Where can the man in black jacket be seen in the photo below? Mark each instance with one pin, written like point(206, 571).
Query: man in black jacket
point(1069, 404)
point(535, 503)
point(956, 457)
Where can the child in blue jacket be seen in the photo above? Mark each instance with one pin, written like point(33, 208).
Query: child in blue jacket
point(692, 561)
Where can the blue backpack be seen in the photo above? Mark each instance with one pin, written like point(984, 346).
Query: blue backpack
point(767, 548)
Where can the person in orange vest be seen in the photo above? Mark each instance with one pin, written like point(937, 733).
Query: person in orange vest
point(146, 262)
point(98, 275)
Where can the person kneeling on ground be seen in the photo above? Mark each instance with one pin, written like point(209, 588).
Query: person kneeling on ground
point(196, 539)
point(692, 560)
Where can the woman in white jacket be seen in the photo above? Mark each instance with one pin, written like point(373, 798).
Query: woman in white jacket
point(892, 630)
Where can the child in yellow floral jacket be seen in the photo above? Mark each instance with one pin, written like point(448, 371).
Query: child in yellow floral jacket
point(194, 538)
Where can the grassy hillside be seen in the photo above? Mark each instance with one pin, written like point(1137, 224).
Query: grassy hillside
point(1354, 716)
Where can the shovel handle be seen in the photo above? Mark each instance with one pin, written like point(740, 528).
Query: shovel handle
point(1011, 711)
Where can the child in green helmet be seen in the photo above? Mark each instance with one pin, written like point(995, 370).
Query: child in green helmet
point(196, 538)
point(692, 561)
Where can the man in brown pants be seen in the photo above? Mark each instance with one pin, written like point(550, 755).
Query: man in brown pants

Work required
What this exercise asks for is the data above, retyped exactly.

Exercise result
Where can the man in black jacket be seen in the photo below? Mark each instance with one pin, written like point(206, 571).
Query: man in black jacket
point(1069, 404)
point(535, 503)
point(956, 457)
Where can the child in blue jacket be seen in the photo above? Mark each instance with one pin, written like point(33, 208).
Query: child in blue jacket
point(692, 561)
Where can the blue backpack be seen in the photo above? Mark each instance with one pin, written like point(984, 346).
Query: blue backpack
point(767, 548)
Where can the person in orange vest be seen in the photo above? Mark each instance with one pin, written like point(937, 733).
Query: person in orange vest
point(146, 262)
point(98, 275)
Where can the person kneeling on ground be seen in the photo above? Mark each instance with one pin, written like point(209, 588).
Query: person kneeling on ground
point(196, 539)
point(692, 560)
Where can the woman in white jacket be seen in the photo above? Mark each instance with one pin, written like point(373, 798).
Query: woman in white jacket
point(892, 630)
Where can the child in yellow floral jacket be seen in the photo above? Mark each instance with one pin, written like point(448, 371).
Query: child in yellow floral jacket
point(194, 538)
Where can the grassy hillside be seen in the photo above? Mark each instance with one pin, written like point(1137, 224).
Query: grassy hillside
point(1354, 716)
Where can the shovel handle be seen in the photo above? Mark each instance with one pin, written like point(740, 528).
Query: shovel handle
point(1011, 711)
Where can the child in green helmet be seen in the photo above? Mark each instance with one pin, written like point(995, 370).
Query: child in green helmet
point(196, 538)
point(692, 561)
Where can the man in brown pants be seen in the photo above? Mark each instance with one pin, written like point(550, 755).
Query: man in brown pants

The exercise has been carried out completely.